EXTRACTED TEXT:
======

Liu v Minister for Immigration and Multicultural Affairs

Case

[2001] FCA 622

29 MAY 2001


FEDERAL COURT OF AUSTRALIA

Liu v Minister for Immigration and Multicultural Affairs [2001] FCA 622

MIGRATION – review of decision of Refugee Review Tribunal – refusal to grant protection visa – whether ground of review under s 476(1) of the Migration Act 1958 (Cth) – applicant seeking merits review.

Migration Act 1958 (Cth): ss 36(2), 476(1)

YUN SEN LIU v MINISTER FOR IMMIGRATION AND MULTICULTURAL AFFAIRS
V 217 of 2001

GOLDBERG J
29 MAY 2001
MELBOURNE


IN THE FEDERAL COURT OF AUSTRALIA

VICTORIA DISTRICT REGISTRY

V 217 of 2001

BETWEEN:

YUN SEN LIU
Applicant

AND:

MINISTER FOR IMMIGRATION AND MULTICULTURAL AFFAIRS

Respondent

JUDGE:

GOLDBERG J

DATE OF ORDER:

29 MAY 2001

WHERE MADE:

MELBOURNE

THE COURT ORDERS THAT:

1.        The application be dismissed.

2.The applicant pay the respondent’s costs of the application.

Note:    Settlement and entry of orders is dealt with in Order 36 of the Federal Court Rules


IN THE FEDERAL COURT OF AUSTRALIA

VICTORIA DISTRICT REGISTRY

V 217 of 2001

BETWEEN:

YUN SEN LIU
Applicant

AND:

MINISTER FOR IMMIGRATION AND MULTICULTURAL AFFAIRS
Respondent

JUDGE:

GOLDBERG J

DATE:

29 MAY 2001

PLACE:

MELBOURNE

REASONS FOR JUDGMENT

Introduction

  1. The applicant has applied to the Court pursuant to Pt 8 of the Migration Act 1958 (Cth) (“the Act”) to review a decision of the Refugee Review Tribunal (“the Tribunal”) made on 20 February 2001 affirming the decision of a delegate of the respondent (“the Minister”) not to grant a protection (class XA) visa to the applicant.

  2. The applicant, a citizen of the People’s Republic of China (“China”), arrived in Australia on 5 October 1996 having been issued with a class UC temporary business subclass 456 visa.  The applicant was granted various extensions to his visa, the last of which expired on 21 July 1997.  He was taken into immigration detention on 6 December 2000.  He applied for a protection visa on 18 December 2000.  On 15 January 2001, a delegate of the Minister refused to grant the applicant a protection visa on the ground that the applicant did not satisfy the criterion that he was a non‑citizen in Australia to whom Australia had protection obligations under Article 1A(2) of the 1951 Convention Relating to the Status of Refugees as amended by the 1967 Protocol Relating to the Status of Refugees (“the Convention”).

  3. Section 65 of the Act provides that if after considering a valid application for a visa, the Minister is satisfied as to specified matters and that the criteria prescribed by the Act or the Migration Regulations 1994 have been satisfied, then the Minister is to grant the visa. Section 36(2) of the Act provides:

    “A criterion for a protection visa is that the applicant for the visa is a non‑citizen in Australia to whom Australia has protection obligations under the Refugees Convention as amended by the Refugees Protocol.”

======

PROVIDED DATA:
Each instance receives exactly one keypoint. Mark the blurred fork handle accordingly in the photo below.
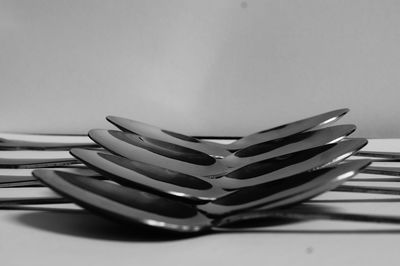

======

TASK SET:
A) Reproduce the stretch of the Liu judgment from "MIGRATION – review" through "seeking merits review.", word for word.
B) According to the Liu judgment, on what date was the applicant taken into immigration detention?
The listing has no connection to the Liu judgment.

EXERCISE ANSWERS:
A)
MIGRATION – review of decision of Refugee Review Tribunal – refusal to grant protection visa – whether ground of review under s 476(1) of the Migration Act 1958 (Cth) – applicant seeking merits review.

B) 6 December 2000